Text:
..............................

The Bayesian paradigm provides a coherent platform to frame the beliefs and the preferences of decision makers (DMs). Once a DM has specified these in the form of a probability distribution and a utility function, then under the subjective expected utility paradigm she would act rationally by choosing a decision that maximizes her expected utility, i.e. the expectation of the utility function with respect to the probability distribution elicited from her. Although other paradigms expressing different canons of rationality exist(e.g. Giang and Shenoy, 2005; Hong and Choi, 2000; Smets, 2002), applied decision making problems have been most commonly addressed within this Bayesian framework (Gómez, 2004; Heckerman, Mamdani and Wellman, 1995).
One of the reasons behind the widespread use of Bayesian methods is the existence of formally justifiably methods that can be used to decompose utility functions and probability distributions into several others, each of which have a smaller dimension than those of a naive representation of the problem. This decomposition offers both computational advantages and more focused decision-making, since the DM only needs to elicit beliefs on small dimensional subsets of variables. This in turn has led to larger and larger problems being successfully and accurately modelled within this Bayesian framework.
The decomposition of the probabilistic part of the world is usually achieved via the notion of conditional independence (Dawid, 1979)
. It was long ago recognized that graphical representations of the relationships between random variables directly express a collection of conditional independences. These independences enabled large dimensional joint probabilities to be formally written as products of local distributions of smaller dimension, needing many fewer probability specifications than a direct, full specification. Many formal statistical graphical models were subsequently defined, most notably Bayesian networks (BNs)(Pearl, 1988; Smith, 2010), that exploited these conditional independences to represent the qualitative structure of a multivariate random vector through a directed graph.

..............................

Supplied information:
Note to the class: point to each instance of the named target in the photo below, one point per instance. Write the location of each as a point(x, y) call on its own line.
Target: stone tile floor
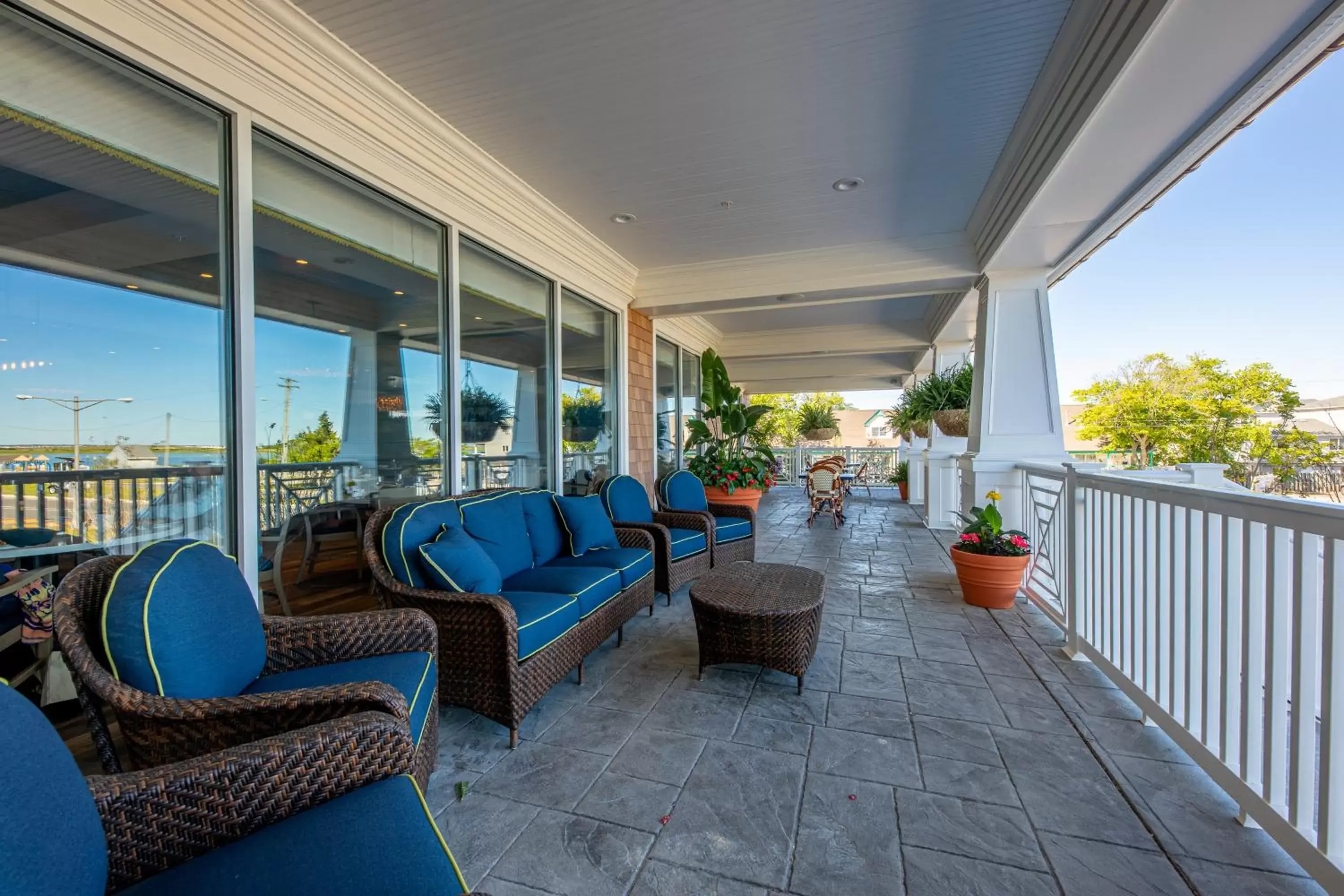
point(939, 750)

..............................

Problems and tasks:
A – According to the passage on Bayesian decision making, which formal statistical graphical models are singled out as the most notable?
B – Quote the passage on Bayesian decision making word for word, covering the stretch from "One of the reasons" through "this Bayesian framework.".
C – Write what comes next in the passage on Bayesian decision making, starting after its final sentence.

Answer set:
A – Bayesian networks (BNs)

B –
One of the reasons behind the widespread use of Bayesian methods is the existence of formally justifiably methods that can be used to decompose utility functions and probability distributions into several others, each of which have a smaller dimension than those of a naive representation of the problem. This decomposition offers both computational advantages and more focused decision-making, since the DM only needs to elicit beliefs on small dimensional subsets of variables. This in turn has led to larger and larger problems being successfully and accurately modelled within this Bayesian framework.

C –
There are also many independence concepts related to utility that can be used to factorize a utility function into terms with a smaller number of arguments. Standard independence concepts are based on the notion of (generalized) additive independence and (conditional) utility independence (Keeney and Raiffa, 1993), These both entail some additive or multiplicative decomposition of the utility function. Fairly recently it has been recognized that sets of such statements could also be represented by a graph, which in turn could be used to develop fast elicitation routines (see e.g. Abbas and Howard, 2005; Abbas, 2009, 2010, 2011; Braziunas and Boutilier, 2005; Engel and Wellman, 2008; Gonzales and Perny, 2004).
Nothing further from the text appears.